(Exercise tasks)
1) In the faithful functor proof listing, list every reference name that appears in the Ref column of the numbered proof steps.
2) Reproduce the records from their first line through the line holding "box: [33, 43, 444, 167]", with both of those lines included.

(Excerpt to read)
Description: A faithful functor into a restricted category is also a faithful functor into the whole category. (Contributed by Mario Carneiro, 27-Jan-2017)

		Ref	Expression
	Assertion	fthres2	⊢ ( 𝑅 ∈ ( Subcat ‘ 𝐷 ) → ( 𝐶 Faith ( 𝐷 ↾_cat 𝑅 ) ) ⊆ ( 𝐶 Faith 𝐷 ) )

Proof

Step	Hyp	Ref	Expression
1		relfth	⊢ Rel ( 𝐶 Faith ( 𝐷 ↾_cat 𝑅 ) )
2	1	a1i	⊢ ( 𝑅 ∈ ( Subcat ‘ 𝐷 ) → Rel ( 𝐶 Faith ( 𝐷 ↾_cat 𝑅 ) ) )
3		funcres2	⊢ ( 𝑅 ∈ ( Subcat ‘ 𝐷 ) → ( 𝐶 Func ( 𝐷 ↾_cat 𝑅 ) ) ⊆ ( 𝐶 Func 𝐷 ) )
4	3	ssbrd	⊢ ( 𝑅 ∈ ( Subcat ‘ 𝐷 ) → ( 𝑓 ( 𝐶 Func ( 𝐷 ↾_cat 𝑅 ) ) 𝑔 → 𝑓 ( 𝐶 Func 𝐷 ) 𝑔 ) )
5	4	anim1d	⊢ ( 𝑅 ∈ ( Subcat ‘ 𝐷 ) → ( ( 𝑓 ( 𝐶 Func ( 𝐷 ↾_cat 𝑅 ) ) 𝑔 ∧ ∀ 𝑥 ∈ ( Base ‘ 𝐶 ) ∀ 𝑦 ∈ ( Base ‘ 𝐶 ) Fun ^◡ ( 𝑥 𝑔 𝑦 ) ) → ( 𝑓 ( 𝐶 Func 𝐷 ) 𝑔 ∧ ∀ 𝑥 ∈ ( Base ‘ 𝐶 ) ∀ 𝑦 ∈ ( Base ‘ 𝐶 ) Fun ^◡ ( 𝑥 𝑔 𝑦 ) ) ) )
6		eqid	⊢ ( Base ‘ 𝐶 ) = ( Base ‘ 𝐶 )

(Provided material)

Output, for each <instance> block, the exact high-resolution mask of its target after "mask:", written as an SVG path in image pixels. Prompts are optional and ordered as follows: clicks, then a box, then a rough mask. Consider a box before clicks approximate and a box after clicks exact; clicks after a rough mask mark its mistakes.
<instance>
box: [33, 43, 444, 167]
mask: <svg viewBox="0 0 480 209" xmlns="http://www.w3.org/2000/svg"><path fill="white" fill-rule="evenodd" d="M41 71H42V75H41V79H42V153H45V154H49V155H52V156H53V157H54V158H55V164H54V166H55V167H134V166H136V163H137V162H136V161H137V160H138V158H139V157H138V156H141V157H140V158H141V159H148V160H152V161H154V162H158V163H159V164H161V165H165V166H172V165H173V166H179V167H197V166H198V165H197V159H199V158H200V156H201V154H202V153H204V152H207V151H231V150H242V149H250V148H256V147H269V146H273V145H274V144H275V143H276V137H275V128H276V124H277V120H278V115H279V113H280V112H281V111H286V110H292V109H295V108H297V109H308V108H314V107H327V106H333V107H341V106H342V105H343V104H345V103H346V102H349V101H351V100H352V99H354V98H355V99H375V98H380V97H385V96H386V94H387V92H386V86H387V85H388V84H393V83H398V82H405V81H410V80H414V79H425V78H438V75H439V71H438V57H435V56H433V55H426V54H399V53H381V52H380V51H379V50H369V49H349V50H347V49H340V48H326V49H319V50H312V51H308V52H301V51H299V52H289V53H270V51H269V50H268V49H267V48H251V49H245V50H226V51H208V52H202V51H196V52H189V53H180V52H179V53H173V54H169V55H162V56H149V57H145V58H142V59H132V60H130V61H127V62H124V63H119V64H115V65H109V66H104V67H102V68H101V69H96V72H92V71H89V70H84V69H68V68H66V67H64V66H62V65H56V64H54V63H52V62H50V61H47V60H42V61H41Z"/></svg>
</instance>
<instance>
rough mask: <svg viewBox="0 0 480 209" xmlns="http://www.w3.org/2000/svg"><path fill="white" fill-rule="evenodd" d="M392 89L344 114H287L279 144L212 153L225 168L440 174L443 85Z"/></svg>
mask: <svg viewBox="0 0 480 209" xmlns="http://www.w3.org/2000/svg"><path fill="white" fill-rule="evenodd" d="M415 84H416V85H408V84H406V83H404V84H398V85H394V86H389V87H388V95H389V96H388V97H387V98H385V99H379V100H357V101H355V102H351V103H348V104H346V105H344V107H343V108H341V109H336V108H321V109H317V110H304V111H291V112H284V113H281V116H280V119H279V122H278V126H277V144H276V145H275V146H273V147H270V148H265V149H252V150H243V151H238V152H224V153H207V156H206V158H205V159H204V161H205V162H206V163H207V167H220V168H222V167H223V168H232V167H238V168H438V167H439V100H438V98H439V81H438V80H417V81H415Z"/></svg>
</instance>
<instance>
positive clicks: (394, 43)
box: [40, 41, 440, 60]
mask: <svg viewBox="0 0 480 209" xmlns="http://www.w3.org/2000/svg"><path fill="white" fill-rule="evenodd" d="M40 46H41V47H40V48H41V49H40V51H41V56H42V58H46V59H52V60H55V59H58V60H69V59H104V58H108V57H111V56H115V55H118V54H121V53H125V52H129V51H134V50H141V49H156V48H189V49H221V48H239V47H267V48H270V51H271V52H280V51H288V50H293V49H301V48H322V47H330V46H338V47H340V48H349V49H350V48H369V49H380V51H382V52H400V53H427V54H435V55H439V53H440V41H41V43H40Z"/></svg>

(Activity answers)
1) relfth, a1i, funcres2, ssbrd, anim1d, eqid

2)
Output, for each <instance> block, the exact high-resolution mask of its target after "mask:", written as an SVG path in image pixels. Prompts are optional and ordered as follows: clicks, then a box, then a rough mask. Consider a box before clicks approximate and a box after clicks exact; clicks after a rough mask mark its mistakes.
<instance>
box: [33, 43, 444, 167]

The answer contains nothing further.